**REQUIRED ACTION 1**
According to the text on Gubbins plot options, what is the default width of the output file?
**REQUIRED ACTION 2**
Extend the text on Gubbins plot options beyond its final sentence.
STUDY TEXT Start Marker
The metadata CSV should be one row per sequence, and one column per characteristic to be plotted. The first ID column should match exactly with the names on the Gubbins tree, which may not be identical with the original names of your sequences, due to the constraints of phylogenetic software (try only plotting the tree with --show-taxa
to check this). The columns of the headers can use can use R plotmath formatting.
The clades CSV should assign sequences (not necessarily all of those in the tree) to groups. These will be reconstructed and coloured through the phylogeny using the groupOTU
command of ggtree
(explained in the ggtree guide).
-o, --output Output file name (PNG or PDF suffix)
--output-height Height of output file (inches) [default: 8]
--output-width Width of output file (inches) [default: 11]
The output file should have a .pdf
or .png
suffix, depending on your preferred file format.
--tree-width Width of tree relative to recombination panel
[default: 0.4]
--meta-width Width of metadata panel relative to
recombination panel [default: 0.25]
--annotation-height Height of annotation panel relative to
recombination panel [default: 0.05]
--markup-height Height of markup panel relative to
recombination panel [default: 0.075]
--heatmap-height Height of heatmap relative to recombination
panel [default: 0.025]
-l, --legend-height Height of legends relative to recombination
panel [default: 0.25]
Each component of the plot can be scaled relative to the recombination panel, which has a fixed size of one in the vertical and horizontal directions.
-s, --start-coordinate Left boundary of genomic region to plot
-e, --end-coordinate Right boundary of genomic region to plot
The plot can be constrained to a particular region of the genome.
--heatmap-y-nudge Size of metadata labels [default: 0]
--heatmap-x-nudge Size of metadata labels [default: 0]
--legend-direction Orientation of legends (horizontal or
vertical)
The heatmap legend will appear above the phylogeny, but may need repositioning, depending on the size of your dataset, and the detail of your annotation. The plots below the main panels may have a vertical or horizontal orientation.
-n, --no-heatmap Do not plot recombination heatmap
--show-taxa Show taxa names on tree
--annotation-labels Show GFF gene names on annotation
--taxon-label-size Size of taxon labels [default: 4]
--meta-label-size Size of metadata labels [default: 4]
--max-branch-length Maximum length at which to truncate branches
[default: Inf]
--tree-axis-expansion Space between tree and right panel [default:
5]
-b, --branch-width Width of branches on tree plot [default:
0.25]
These options provide flexibility with regard to the labelling of different components of the figure, and the relative scale of different aspects of the phylogeny.
STUDY TEXT End Marker
STUDY MATERIAL Start Marker
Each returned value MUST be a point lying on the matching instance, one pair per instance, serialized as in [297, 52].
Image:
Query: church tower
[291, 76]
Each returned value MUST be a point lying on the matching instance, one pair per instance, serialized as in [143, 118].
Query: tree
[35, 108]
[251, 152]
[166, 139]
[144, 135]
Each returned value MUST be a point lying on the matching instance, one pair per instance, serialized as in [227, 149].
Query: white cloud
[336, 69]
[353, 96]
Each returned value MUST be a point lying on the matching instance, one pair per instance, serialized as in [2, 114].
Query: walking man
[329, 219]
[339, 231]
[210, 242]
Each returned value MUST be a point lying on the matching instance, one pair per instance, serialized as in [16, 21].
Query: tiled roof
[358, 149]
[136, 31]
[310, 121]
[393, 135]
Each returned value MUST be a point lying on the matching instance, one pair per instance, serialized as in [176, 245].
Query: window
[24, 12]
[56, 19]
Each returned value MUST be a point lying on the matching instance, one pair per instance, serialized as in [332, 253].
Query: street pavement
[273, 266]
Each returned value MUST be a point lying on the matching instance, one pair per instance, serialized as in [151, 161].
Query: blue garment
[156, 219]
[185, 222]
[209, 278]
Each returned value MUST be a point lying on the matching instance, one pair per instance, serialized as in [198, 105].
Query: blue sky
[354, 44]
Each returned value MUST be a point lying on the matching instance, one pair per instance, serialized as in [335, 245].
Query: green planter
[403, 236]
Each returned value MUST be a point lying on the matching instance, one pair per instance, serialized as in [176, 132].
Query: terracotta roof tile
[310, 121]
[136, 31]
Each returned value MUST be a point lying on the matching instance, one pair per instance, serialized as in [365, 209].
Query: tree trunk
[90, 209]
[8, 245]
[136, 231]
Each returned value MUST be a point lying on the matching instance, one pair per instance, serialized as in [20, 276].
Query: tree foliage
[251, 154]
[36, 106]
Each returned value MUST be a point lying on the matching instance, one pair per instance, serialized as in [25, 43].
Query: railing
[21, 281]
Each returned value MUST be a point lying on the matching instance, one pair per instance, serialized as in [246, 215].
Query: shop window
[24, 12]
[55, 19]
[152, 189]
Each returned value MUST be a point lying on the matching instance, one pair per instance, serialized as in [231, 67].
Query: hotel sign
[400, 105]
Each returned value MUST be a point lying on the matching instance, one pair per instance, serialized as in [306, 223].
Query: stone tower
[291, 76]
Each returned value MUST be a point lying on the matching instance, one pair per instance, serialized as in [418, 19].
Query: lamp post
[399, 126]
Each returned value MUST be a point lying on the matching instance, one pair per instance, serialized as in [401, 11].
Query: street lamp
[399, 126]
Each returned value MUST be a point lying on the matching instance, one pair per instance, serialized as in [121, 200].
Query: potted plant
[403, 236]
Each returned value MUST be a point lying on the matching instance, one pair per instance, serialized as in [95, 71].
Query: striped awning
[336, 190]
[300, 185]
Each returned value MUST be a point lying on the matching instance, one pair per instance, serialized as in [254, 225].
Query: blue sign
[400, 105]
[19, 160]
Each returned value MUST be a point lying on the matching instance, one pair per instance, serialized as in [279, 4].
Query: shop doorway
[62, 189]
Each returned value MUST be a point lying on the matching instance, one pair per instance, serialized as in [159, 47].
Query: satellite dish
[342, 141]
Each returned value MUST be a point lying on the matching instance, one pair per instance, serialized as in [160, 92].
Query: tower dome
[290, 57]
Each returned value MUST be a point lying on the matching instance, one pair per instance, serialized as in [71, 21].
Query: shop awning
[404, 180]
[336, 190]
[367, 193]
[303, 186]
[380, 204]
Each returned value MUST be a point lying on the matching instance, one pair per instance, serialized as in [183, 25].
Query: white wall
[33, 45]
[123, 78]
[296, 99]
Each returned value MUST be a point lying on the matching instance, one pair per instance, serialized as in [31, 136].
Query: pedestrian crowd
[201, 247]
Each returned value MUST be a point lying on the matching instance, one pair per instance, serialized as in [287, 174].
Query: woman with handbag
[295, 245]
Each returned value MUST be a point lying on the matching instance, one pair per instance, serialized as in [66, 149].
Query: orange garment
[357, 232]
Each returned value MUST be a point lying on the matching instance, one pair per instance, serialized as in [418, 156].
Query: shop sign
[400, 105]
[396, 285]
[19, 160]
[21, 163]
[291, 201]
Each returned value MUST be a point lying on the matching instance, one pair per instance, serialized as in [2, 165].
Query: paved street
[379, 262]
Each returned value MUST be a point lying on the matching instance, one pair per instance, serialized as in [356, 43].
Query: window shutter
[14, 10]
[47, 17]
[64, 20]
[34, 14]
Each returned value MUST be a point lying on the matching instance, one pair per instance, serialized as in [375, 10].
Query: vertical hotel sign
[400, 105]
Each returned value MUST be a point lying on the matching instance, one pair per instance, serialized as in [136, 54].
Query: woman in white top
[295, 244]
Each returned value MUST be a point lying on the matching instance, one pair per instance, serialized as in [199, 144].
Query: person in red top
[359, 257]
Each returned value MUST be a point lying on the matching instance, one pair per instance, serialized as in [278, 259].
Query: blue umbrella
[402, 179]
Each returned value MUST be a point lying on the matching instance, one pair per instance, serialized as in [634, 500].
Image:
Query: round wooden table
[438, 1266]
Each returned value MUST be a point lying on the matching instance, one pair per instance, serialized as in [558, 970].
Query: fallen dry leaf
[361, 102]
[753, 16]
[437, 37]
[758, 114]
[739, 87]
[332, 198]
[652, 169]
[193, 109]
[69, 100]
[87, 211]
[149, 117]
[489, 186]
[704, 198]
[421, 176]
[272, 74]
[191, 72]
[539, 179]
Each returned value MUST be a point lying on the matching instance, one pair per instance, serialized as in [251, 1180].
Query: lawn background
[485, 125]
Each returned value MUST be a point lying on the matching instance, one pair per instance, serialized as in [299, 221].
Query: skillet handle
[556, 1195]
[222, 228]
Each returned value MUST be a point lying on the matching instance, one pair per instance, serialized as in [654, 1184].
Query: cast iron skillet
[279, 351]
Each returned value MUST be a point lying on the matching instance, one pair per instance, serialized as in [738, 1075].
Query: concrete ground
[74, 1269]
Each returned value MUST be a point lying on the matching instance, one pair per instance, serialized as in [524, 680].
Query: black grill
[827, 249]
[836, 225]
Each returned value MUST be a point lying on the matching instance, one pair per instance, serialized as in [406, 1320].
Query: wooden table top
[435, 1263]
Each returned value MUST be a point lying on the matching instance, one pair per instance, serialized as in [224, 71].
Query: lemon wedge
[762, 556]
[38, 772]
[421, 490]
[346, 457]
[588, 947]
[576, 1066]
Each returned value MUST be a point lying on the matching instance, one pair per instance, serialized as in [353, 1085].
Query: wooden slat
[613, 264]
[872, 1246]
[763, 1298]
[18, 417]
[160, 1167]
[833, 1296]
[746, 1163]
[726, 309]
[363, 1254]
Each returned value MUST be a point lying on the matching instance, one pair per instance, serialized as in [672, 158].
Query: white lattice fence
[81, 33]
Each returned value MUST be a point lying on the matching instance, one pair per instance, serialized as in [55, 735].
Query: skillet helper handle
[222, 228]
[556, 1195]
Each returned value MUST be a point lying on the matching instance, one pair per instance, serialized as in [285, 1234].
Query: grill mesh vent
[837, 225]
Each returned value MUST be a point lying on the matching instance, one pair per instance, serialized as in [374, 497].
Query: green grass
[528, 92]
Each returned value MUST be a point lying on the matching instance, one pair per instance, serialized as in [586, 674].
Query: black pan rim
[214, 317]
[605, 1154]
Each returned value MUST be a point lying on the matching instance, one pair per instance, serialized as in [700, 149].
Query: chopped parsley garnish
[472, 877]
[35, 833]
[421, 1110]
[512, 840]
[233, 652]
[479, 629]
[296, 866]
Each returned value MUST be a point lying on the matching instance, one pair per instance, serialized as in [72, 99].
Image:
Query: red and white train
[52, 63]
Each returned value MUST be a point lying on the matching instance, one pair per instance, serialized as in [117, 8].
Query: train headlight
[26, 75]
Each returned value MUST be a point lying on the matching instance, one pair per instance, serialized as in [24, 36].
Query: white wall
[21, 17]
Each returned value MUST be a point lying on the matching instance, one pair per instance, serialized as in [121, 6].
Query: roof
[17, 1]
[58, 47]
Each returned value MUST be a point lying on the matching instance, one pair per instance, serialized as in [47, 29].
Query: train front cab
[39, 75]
STUDY MATERIAL End Marker
**EXERCISE OUTPUT 1**
11 inches.

**EXERCISE OUTPUT 2**
Using files from the associated FigShare repository, we can replicate the analysis shown in Kwun, Ion, Cheng et al with the command:
plot_gubbins.R --tree serotype_3.tre --rec serotype_3_recombination.gff --annotation serotype_3_annotation.gff --meta serotype_3_metadata.csv --max-branch-length 500 --clades serotype_3_clades.csv --markup serotype_3_markup.csv --legend-height 0.35 --tree-axis-expansion 30 --markup-height 0.1 --heatmap-x-nudge 0.05 --heatmap-y-nudge -0.05 --output serotype_3.png
This should produce an output similar to:
A suggested legend is:
Analysis of the evolutionary history of S. pneumoniae GPSC12. The panel on the left shows the maximum-likelihood phylogeny built from clonal frame of GPSC12 isolates. The scale below shows the length of branches in base substitutions (N.B. if the tree is time-scaled, then this axis will reflect the time units used for the inference of the molecular clock). The dashed lines represent branches that have been truncated at a maximum length of 500 base substitutions. The tree is coloured according to the classification of isolates, each of which corresponds to a row in the panel on the right. Each column in this panel is a base in the reference annotation, the annotation of which is shown at the top of the figure. The panel shows the distribution of inferred recombination events, which are coloured blue is they are unique to a single isolate, or red, if they are shared by multiple isolates through common ancestry.